# Advice for flying from Sydney to LA for a short trip?



## dmasnick84 (Jul 6, 2009)

Hi guys,

I'm new here, and I'm wondering if you have any advice to share on which airline to choose to fly from Sydney to LA. My girlfriend and I are keen to have a short break from our ad agency jobs to see how much of LA we can see in less than a week. The amount of info for booking flights online is pretty daunting, so I thought I'd start here - you seem a friendly bunch!

Are there any sweet return airfare deals going around at the moment, or do you have any horror stories of in-flight service from particular airlines? We're looking to spend as little as possible on the airfares (to leave more cash spare for shopping in LA..) - any advice appreciated. 

Thanks!

- Dan


----------



## Wanderer (Jun 16, 2007)

Think it was earlier this year that Virgin started up flights to west coast US, calling their company that does that V Australia I think.

* _List of tasks_
**A.** Answer these questions about the forum thread on flying from Sydney to LA:
(i) Where do Dan and his girlfriend work?
(ii) How long do they want to spend seeing LA?
(iii) What name does Wanderer think Virgin gave its company flying to the US west coast?
**B.** Write the next part of the forum thread on flying from Sydney to LA, starting after its final sentence.
Nothing in the material after this thread is needed.

* _Data_
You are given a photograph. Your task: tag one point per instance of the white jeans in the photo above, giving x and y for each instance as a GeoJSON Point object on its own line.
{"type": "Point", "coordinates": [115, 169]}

* _Answers in order_
**A.**
(i) At ad agencies.
(ii) Less than a week.
(iii) V Australia.

**B.**
Suppose it'll be high season right now for heading there much as it is for Europe so prices may not be so good.

You could look up Flight Centre Online and see what they have and Australian Travel Agent : Best Flights Online Travel Agency Australia is also reasonable for coming up with any specials.

Not that I've been there but LA is not supposed to be the best of airports as far as getting through and you might want to also look at SanFrancisco.


----------



## ronnie (Aug 5, 2009)

If you can afford $1900 each, VA will put you in Y+ (economy plus) check Flight Centre web site. A great way to travel to LAX, with virtually all the goodies of J class ( business class)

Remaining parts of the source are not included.